[Extract]:
ROANOKE TIMES

                         Roanoke Times
                 Copyright (c) 1995, Landmark Communications, Inc.

DATE: SUNDAY, April 18, 1993                   TAG: 9304200392
SECTION: EDITORIAL                    PAGE: B-2   EDITION: METRO 
SOURCE: 
DATELINE:                                 LENGTH: Medium


NEW LEADERSHIP AT THE NAACP

THE NEW executive director of the national NAACP isn't Jesse Jackson. But the man who did get the job, Benjamin Chavis, is hardly an unknown - though Chavis' prominence, unlike Jackson's, was involuntary.

Jackson took his name out of the running last week after some board members pointedly proposed that the board take a bigger hand in the organization's day-to-day running. In Jackson's case, given his relatively weak administrative background, that would have made sense. But, as the board members presumably knew, it wouldn't fit Jackson's one-man-band style.

Chavis, an ordained minister in the United Church of Christ, succeeds retiring NAACP head Benjamin Hooks. In recent years, Chavis, 45, has been executive director of his denomination's Commission for Racial Justice. Among his concerns have been inner-city street gangs and the disproportionate storage and disposal of toxic materials in and near black neighborhoods.

It was as a young man, however, that Chavis gained national fame. In 1971, he was sent by the church commission to Wilmington, N.C., when school-desegregation troubles broke out there. Violence escalated; a black student and a white man were killed; a mom-and-pop, white-owned grocery store burned. A year later, Chavis and nine others - the Wilmington 10 - went on trial for arson.

Despite the flimsiness of the prosecution case, a jury of 10 whites and two blacks (empaneled after the local judge used a prosecutor's illness to declare a mistrial and dismiss the original jury of 10 blacks and two whites) found Chavis guilty. Amnesty International said the Wilmington 10 were political prisoners. Not until 1980 - after Chavis had spent four years in prison - was he exonerated. A federal appeals court cited favor-dispensing by prosecutors and obviously perjured testimony by the chief prosecution witness.

[Extracted entries]:
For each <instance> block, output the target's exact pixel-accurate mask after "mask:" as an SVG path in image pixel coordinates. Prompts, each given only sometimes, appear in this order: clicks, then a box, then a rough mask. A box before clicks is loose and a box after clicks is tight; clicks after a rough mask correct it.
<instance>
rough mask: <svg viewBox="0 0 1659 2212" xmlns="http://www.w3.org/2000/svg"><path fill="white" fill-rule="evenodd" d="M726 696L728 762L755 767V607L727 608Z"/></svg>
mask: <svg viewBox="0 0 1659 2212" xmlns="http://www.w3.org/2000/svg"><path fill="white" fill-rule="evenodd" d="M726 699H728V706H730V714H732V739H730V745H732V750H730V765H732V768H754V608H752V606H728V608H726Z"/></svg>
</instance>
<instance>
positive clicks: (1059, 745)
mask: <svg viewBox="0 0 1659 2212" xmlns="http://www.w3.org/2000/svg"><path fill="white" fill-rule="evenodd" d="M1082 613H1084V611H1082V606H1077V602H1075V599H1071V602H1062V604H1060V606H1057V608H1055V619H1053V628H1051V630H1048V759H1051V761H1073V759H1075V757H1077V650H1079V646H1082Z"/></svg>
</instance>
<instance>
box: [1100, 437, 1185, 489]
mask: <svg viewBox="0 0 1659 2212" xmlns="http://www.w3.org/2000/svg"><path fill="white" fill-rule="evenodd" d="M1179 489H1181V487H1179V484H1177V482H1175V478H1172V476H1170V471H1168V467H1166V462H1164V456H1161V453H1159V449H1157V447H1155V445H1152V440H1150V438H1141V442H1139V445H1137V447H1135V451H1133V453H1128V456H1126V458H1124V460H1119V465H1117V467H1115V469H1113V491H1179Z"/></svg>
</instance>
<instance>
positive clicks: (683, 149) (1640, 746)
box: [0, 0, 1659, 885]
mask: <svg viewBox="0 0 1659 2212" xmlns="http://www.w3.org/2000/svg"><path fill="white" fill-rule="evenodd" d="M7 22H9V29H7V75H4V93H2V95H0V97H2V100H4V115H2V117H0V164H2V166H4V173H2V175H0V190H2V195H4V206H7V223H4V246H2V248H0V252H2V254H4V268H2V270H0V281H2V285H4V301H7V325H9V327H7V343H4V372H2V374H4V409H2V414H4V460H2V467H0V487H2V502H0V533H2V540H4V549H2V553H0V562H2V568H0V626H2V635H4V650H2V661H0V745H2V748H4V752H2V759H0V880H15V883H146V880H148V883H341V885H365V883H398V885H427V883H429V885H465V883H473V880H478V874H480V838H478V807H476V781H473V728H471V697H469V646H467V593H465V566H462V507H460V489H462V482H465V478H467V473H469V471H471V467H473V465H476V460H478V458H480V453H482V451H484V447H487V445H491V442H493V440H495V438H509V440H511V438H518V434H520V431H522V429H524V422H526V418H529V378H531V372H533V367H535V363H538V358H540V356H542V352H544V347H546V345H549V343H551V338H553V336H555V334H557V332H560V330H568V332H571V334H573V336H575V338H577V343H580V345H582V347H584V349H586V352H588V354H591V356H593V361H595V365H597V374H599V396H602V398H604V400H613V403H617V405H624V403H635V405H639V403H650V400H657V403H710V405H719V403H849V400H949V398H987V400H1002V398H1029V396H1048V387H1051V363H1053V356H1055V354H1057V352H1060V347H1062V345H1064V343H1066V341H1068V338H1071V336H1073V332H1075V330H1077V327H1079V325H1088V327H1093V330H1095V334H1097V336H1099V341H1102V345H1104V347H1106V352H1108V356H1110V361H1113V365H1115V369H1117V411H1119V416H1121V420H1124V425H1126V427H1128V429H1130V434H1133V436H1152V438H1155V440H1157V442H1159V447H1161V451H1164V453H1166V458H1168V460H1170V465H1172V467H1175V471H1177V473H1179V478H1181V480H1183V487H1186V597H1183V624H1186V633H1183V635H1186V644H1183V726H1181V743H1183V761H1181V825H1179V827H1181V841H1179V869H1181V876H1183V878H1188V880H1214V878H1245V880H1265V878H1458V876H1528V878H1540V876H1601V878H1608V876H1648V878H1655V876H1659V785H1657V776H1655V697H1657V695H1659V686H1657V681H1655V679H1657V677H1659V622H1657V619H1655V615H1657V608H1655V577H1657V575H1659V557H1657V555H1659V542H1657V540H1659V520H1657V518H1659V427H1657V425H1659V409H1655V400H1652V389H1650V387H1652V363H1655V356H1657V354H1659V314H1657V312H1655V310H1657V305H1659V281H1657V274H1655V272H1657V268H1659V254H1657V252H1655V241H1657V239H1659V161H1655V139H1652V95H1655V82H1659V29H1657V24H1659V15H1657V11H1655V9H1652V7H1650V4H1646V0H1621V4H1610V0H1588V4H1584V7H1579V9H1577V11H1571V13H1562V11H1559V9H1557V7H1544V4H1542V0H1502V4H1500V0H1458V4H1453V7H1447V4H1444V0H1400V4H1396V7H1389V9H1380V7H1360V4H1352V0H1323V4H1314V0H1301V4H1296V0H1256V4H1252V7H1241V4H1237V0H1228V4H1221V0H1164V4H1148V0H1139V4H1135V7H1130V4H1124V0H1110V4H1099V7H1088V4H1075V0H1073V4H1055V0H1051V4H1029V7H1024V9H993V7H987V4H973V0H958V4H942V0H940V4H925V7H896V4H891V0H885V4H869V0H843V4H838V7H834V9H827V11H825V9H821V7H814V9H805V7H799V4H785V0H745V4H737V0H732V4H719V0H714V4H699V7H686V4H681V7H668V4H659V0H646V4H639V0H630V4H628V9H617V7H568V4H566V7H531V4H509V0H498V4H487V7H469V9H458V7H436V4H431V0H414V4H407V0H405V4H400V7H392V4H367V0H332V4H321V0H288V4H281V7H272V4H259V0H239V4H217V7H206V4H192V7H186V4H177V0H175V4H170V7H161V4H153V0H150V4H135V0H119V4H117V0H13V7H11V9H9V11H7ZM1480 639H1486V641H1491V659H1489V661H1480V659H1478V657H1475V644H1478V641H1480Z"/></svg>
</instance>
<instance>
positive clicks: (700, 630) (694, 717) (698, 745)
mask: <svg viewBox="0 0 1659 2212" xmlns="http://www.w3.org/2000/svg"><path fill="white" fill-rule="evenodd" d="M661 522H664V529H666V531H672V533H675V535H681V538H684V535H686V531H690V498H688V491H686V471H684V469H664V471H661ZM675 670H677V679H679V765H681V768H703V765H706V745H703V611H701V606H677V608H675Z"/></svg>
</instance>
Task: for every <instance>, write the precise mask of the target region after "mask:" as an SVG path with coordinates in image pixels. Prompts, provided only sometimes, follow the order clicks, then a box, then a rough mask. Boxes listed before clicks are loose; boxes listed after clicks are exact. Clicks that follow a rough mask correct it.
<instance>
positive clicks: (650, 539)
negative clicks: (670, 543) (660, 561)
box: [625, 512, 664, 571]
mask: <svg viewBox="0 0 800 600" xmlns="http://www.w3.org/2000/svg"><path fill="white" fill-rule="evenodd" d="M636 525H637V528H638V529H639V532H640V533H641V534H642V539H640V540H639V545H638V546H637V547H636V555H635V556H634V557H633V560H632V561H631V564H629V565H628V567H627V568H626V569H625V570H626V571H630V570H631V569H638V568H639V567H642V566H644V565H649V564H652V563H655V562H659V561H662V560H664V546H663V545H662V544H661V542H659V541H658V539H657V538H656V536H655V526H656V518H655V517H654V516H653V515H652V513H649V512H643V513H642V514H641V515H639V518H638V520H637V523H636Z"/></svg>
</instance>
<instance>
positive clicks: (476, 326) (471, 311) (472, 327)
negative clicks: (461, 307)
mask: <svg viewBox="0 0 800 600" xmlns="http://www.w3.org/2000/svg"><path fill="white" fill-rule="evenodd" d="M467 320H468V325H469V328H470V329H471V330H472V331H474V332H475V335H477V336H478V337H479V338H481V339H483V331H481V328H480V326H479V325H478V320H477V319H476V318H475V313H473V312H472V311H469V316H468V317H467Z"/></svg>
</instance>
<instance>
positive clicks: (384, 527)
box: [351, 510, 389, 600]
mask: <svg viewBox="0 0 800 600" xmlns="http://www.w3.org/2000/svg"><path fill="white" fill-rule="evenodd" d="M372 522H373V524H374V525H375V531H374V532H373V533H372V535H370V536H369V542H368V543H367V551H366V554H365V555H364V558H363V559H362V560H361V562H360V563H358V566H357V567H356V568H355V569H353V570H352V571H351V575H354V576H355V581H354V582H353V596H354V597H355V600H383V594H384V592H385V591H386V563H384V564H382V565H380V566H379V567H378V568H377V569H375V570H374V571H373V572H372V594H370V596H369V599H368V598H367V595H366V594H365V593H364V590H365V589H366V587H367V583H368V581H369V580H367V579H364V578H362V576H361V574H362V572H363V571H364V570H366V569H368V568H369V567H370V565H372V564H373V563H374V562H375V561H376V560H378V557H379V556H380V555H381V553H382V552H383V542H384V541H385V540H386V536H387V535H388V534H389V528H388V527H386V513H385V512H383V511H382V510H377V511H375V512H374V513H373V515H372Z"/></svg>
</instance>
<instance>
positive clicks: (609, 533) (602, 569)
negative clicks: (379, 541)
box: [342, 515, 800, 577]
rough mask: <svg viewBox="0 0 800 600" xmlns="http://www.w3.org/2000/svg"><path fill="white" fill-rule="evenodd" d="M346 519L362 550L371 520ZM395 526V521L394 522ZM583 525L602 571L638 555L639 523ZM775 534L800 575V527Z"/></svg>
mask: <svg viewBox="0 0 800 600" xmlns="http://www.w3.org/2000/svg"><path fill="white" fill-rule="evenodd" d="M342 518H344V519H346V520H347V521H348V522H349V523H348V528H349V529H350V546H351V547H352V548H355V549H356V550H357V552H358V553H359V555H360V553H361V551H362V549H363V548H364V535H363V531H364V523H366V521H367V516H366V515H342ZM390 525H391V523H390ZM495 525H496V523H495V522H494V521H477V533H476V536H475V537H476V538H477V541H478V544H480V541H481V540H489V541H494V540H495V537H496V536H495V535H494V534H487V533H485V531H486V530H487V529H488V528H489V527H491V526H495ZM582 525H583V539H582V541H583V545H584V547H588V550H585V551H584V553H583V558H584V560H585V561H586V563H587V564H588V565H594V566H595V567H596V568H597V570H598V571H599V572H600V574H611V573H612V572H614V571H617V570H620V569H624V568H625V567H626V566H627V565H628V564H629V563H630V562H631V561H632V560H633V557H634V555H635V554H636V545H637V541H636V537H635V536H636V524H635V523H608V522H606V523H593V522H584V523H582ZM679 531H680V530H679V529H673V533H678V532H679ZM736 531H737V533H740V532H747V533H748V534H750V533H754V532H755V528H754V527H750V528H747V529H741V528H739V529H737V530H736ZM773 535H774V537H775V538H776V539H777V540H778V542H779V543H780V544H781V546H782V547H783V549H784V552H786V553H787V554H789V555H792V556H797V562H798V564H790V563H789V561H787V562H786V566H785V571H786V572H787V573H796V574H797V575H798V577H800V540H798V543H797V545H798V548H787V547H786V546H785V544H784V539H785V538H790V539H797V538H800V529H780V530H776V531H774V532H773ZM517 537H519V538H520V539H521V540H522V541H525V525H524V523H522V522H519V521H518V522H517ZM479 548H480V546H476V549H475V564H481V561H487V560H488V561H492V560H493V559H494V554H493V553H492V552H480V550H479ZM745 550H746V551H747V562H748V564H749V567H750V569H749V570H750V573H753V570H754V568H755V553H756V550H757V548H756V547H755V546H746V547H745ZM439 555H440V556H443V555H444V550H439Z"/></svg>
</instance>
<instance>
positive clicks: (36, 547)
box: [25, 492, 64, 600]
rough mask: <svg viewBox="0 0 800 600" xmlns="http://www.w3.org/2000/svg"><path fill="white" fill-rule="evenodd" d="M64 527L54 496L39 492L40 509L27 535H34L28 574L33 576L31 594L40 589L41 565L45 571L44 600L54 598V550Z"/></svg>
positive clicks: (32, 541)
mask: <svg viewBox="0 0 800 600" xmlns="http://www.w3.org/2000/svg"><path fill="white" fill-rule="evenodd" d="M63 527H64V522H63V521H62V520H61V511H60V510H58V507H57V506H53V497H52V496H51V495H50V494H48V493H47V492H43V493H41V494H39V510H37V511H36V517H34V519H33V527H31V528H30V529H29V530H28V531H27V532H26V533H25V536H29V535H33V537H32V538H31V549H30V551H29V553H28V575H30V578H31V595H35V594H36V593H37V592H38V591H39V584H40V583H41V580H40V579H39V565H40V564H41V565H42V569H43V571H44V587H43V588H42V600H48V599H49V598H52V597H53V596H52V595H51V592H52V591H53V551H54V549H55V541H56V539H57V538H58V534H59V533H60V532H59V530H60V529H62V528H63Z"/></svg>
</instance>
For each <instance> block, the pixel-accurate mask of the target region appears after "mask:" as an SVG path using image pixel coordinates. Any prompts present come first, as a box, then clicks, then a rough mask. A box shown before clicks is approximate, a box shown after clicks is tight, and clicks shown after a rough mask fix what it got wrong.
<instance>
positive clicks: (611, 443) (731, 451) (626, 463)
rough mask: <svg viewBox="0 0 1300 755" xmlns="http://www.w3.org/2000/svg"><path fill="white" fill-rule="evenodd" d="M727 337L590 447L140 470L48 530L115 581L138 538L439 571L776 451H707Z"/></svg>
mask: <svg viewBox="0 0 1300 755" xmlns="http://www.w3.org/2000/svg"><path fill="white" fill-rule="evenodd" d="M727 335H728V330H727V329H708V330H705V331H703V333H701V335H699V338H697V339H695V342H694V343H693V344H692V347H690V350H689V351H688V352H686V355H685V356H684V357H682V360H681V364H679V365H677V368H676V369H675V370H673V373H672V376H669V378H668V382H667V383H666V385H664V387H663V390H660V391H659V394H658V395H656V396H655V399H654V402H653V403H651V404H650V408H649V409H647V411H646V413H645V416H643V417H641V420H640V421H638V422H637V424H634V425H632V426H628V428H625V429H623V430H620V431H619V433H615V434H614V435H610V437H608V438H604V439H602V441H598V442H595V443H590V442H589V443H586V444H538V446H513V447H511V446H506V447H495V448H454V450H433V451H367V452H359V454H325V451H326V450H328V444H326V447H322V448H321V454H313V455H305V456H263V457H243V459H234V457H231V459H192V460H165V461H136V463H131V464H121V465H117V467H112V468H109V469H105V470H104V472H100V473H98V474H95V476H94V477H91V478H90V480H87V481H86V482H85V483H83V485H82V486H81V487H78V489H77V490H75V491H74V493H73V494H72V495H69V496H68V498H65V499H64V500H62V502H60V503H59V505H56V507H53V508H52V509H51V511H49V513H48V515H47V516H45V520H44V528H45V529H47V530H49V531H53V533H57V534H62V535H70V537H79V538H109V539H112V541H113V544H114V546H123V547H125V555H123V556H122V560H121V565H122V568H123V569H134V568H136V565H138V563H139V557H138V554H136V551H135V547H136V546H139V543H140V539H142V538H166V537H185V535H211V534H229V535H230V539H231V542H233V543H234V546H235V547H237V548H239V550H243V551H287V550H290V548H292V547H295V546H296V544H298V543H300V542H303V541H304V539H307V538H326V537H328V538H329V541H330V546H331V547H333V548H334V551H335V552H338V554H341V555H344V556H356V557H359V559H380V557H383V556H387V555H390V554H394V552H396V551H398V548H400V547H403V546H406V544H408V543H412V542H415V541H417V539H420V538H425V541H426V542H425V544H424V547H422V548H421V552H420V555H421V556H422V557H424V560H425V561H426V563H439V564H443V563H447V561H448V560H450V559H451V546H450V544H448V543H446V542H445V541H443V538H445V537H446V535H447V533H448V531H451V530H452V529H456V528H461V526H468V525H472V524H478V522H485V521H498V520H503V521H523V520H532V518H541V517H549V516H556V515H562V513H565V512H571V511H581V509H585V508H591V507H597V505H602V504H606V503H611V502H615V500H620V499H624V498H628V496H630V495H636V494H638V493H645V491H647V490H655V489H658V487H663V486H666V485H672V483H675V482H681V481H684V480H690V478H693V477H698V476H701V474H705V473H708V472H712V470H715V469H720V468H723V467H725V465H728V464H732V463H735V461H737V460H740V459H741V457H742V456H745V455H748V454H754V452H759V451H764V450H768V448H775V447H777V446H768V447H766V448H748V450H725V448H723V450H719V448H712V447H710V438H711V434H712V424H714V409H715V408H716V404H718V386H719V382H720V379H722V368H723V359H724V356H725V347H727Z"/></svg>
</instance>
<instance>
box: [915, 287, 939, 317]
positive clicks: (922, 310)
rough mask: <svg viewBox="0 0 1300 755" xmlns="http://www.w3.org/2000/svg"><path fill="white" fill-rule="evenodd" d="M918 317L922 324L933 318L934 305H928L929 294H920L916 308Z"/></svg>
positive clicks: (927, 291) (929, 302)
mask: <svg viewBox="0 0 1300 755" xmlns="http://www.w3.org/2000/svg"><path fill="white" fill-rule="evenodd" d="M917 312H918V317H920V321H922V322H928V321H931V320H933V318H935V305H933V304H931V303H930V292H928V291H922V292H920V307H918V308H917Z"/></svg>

[Exercise set]:
a) Can you give the editorial's text again, starting at "Despite the flimsiness" and ending at "chief prosecution witness.", but swap "jury" for "panel" wherever it occurs?
b) Which people does the editorial name?

[Expected results]:
a)
Despite the flimsiness of the prosecution case, a panel of 10 whites and two blacks (empaneled after the local judge used a prosecutor's illness to declare a mistrial and dismiss the original panel of 10 blacks and two whites) found Chavis guilty. Amnesty International said the Wilmington 10 were political prisoners. Not until 1980 - after Chavis had spent four years in prison - was he exonerated. A federal appeals court cited favor-dispensing by prosecutors and obviously perjured testimony by the chief prosecution witness.

b) Jesse Jackson, Benjamin Chavis, Benjamin Hooks